Data provided:

===

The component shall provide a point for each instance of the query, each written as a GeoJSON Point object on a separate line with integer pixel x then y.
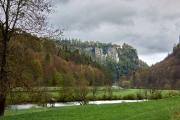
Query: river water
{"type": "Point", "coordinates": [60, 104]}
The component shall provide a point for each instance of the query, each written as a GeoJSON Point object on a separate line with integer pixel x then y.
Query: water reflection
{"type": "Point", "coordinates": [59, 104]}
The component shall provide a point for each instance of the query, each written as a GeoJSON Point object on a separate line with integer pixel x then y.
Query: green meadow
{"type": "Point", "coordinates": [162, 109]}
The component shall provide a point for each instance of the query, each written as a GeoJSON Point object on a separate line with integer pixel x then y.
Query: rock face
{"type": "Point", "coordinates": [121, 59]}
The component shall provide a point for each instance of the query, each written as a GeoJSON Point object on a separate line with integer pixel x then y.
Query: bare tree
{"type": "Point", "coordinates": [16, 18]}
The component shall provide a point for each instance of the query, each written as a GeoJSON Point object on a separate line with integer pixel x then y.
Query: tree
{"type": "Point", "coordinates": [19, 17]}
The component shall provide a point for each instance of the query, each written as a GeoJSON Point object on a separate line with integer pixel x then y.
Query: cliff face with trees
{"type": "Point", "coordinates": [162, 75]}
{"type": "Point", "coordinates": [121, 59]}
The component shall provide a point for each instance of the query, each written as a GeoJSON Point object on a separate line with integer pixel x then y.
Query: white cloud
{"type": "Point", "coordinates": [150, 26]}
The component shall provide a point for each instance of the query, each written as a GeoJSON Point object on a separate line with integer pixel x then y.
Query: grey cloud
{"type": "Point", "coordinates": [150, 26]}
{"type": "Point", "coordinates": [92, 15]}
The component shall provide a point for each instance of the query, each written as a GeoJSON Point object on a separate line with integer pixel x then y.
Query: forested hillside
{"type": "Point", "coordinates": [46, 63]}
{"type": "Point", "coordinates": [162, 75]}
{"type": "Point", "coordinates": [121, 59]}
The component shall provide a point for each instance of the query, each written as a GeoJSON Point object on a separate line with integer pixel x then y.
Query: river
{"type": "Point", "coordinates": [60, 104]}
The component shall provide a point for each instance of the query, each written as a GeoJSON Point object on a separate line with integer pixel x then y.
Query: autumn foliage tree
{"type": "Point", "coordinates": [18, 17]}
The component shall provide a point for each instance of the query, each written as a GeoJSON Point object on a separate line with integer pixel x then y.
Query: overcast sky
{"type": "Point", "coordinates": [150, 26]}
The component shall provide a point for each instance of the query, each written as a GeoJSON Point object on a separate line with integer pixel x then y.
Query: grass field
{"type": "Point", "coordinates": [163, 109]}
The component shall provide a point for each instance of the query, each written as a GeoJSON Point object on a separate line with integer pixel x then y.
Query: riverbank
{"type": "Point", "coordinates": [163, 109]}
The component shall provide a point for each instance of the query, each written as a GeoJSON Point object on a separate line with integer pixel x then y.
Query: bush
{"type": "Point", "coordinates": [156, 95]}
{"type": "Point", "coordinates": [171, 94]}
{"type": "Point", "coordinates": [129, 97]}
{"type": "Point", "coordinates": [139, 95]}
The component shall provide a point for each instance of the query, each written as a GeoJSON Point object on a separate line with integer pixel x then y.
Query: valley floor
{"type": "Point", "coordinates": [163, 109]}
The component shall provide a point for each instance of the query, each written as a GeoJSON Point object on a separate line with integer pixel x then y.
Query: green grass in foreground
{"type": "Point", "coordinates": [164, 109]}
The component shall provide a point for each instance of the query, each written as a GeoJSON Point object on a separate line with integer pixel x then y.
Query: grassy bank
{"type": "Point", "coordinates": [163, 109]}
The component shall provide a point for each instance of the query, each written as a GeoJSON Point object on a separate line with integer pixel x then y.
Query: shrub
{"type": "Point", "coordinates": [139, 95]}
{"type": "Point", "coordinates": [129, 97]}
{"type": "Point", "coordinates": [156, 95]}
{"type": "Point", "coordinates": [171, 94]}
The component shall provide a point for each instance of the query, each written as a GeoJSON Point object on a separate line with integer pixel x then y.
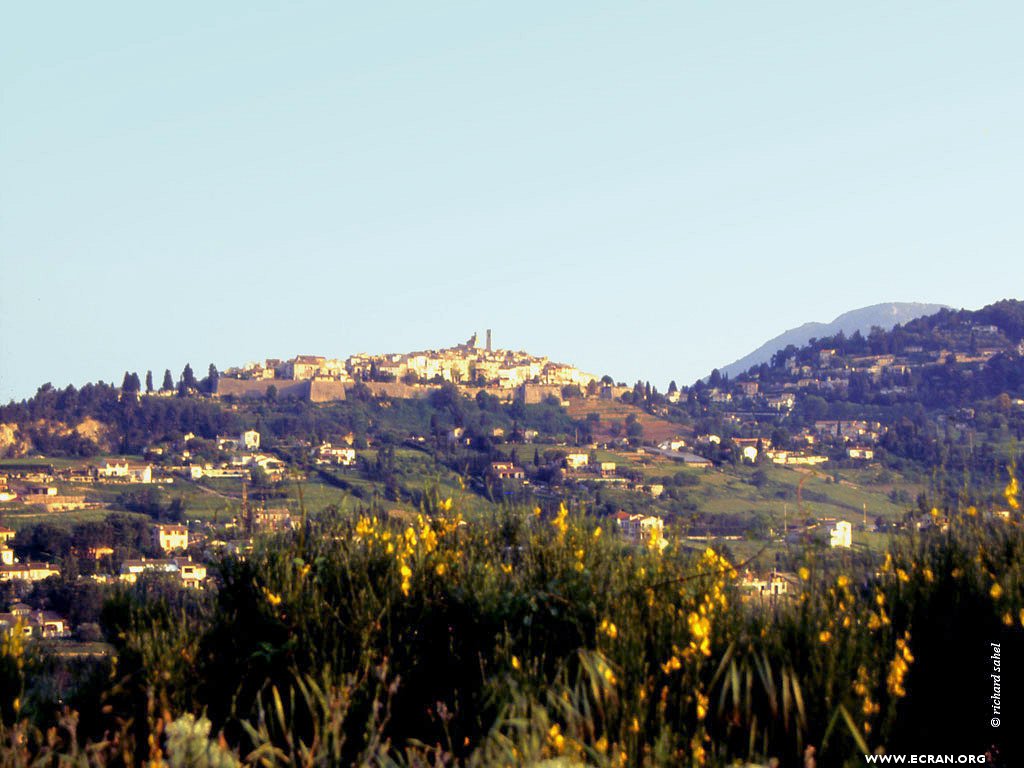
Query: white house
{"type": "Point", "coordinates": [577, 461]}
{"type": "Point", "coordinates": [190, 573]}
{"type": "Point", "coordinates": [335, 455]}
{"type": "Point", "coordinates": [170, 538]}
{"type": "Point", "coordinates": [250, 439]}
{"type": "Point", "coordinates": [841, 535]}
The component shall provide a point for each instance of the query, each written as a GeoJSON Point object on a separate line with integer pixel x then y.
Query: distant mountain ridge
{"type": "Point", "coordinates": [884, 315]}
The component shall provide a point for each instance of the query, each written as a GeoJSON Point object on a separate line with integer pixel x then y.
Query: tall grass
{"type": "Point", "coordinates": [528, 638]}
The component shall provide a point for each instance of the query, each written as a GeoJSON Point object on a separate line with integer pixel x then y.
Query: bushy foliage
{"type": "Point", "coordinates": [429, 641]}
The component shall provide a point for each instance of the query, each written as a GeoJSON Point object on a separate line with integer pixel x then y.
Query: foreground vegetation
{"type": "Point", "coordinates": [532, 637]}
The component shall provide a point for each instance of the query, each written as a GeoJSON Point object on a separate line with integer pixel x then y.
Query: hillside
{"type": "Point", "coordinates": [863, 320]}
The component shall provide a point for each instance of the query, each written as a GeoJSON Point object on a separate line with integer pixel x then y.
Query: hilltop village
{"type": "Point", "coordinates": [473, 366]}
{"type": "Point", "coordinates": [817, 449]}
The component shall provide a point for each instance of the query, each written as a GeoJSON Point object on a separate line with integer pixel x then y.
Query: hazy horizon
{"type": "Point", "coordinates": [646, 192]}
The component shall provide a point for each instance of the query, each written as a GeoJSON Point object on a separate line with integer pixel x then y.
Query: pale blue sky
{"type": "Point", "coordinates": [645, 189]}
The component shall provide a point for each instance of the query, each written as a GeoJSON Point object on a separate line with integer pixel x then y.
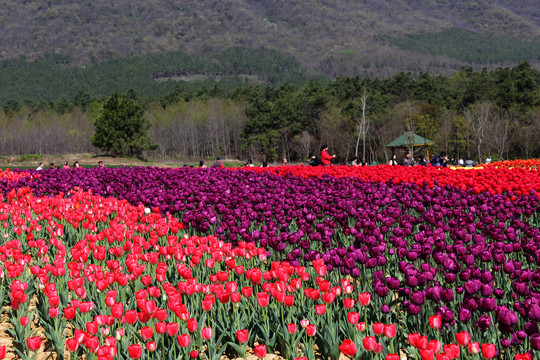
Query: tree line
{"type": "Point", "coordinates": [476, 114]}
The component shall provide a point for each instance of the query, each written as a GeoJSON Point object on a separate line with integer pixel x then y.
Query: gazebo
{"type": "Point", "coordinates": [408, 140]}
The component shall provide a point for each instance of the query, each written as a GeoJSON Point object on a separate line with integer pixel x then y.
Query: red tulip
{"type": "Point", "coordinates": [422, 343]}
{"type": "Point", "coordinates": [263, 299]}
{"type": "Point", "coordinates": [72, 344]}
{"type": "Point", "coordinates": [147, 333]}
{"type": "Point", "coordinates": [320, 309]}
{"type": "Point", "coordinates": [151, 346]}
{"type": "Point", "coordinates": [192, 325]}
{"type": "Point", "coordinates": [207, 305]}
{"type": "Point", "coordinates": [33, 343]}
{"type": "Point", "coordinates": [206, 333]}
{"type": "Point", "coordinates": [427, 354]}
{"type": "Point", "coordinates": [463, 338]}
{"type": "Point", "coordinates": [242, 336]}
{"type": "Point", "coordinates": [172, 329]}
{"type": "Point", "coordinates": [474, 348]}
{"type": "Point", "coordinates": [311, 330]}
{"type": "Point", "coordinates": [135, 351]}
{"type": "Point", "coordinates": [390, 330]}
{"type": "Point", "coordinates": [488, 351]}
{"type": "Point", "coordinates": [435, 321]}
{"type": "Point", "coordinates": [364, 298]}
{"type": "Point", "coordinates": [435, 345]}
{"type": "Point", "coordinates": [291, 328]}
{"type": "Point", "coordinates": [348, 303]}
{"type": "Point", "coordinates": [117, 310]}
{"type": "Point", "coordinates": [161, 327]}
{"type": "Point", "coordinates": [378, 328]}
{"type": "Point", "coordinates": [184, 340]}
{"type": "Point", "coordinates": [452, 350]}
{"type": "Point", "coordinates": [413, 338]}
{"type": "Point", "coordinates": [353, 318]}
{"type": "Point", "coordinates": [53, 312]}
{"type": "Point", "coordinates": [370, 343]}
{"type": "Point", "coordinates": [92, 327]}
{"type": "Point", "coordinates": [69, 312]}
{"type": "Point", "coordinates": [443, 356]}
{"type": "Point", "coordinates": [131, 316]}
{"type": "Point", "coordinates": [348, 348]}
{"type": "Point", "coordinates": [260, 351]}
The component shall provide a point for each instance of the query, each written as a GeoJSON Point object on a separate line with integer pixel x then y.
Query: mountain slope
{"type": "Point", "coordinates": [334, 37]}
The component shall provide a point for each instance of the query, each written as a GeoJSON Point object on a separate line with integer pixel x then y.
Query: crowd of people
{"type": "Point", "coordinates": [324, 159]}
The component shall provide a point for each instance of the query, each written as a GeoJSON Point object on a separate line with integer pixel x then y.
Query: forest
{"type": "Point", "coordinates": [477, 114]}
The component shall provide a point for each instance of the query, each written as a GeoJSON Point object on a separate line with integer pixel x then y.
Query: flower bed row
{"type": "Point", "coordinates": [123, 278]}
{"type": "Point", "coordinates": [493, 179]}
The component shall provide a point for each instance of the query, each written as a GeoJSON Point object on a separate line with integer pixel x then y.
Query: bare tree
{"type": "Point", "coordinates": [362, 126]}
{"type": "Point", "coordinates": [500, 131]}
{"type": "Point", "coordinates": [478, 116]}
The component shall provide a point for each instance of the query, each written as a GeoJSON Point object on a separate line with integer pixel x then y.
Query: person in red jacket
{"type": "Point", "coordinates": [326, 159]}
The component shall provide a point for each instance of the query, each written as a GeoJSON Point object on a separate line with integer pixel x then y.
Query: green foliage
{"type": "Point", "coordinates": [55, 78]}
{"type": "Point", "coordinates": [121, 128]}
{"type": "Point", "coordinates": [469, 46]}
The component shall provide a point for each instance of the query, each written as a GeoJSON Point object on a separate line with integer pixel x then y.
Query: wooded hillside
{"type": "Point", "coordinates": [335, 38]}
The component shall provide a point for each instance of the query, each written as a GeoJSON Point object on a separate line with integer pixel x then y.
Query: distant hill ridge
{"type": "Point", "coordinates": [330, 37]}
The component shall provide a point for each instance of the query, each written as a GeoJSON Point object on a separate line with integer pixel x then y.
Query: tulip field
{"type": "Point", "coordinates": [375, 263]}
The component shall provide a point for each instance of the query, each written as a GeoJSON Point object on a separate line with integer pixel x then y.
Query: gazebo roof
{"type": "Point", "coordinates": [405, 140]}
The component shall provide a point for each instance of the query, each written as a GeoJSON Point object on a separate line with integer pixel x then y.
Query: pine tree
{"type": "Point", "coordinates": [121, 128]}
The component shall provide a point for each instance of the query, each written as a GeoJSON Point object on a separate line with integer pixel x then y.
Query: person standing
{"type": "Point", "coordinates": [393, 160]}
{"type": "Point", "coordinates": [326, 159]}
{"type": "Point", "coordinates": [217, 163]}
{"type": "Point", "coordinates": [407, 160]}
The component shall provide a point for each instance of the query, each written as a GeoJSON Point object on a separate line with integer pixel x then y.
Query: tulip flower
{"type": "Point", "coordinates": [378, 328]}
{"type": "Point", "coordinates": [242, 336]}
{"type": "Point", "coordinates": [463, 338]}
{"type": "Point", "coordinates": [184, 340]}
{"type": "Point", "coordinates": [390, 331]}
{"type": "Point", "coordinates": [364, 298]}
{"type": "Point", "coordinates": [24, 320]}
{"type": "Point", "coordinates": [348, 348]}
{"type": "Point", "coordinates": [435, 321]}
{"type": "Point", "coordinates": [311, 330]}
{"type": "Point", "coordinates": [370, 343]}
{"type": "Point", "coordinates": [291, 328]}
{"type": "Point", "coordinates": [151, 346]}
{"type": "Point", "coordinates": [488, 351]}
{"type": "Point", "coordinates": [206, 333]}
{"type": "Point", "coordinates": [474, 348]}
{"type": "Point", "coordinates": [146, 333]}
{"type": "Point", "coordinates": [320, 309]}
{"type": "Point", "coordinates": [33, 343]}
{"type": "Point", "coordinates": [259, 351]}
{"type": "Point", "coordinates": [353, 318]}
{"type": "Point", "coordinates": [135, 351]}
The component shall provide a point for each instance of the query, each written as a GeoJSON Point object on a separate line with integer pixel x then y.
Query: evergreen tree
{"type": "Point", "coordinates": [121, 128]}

===

Given problem:
Report every line of the entries above that contains the word "person".

Task response:
Query: person in red jacket
Query: person standing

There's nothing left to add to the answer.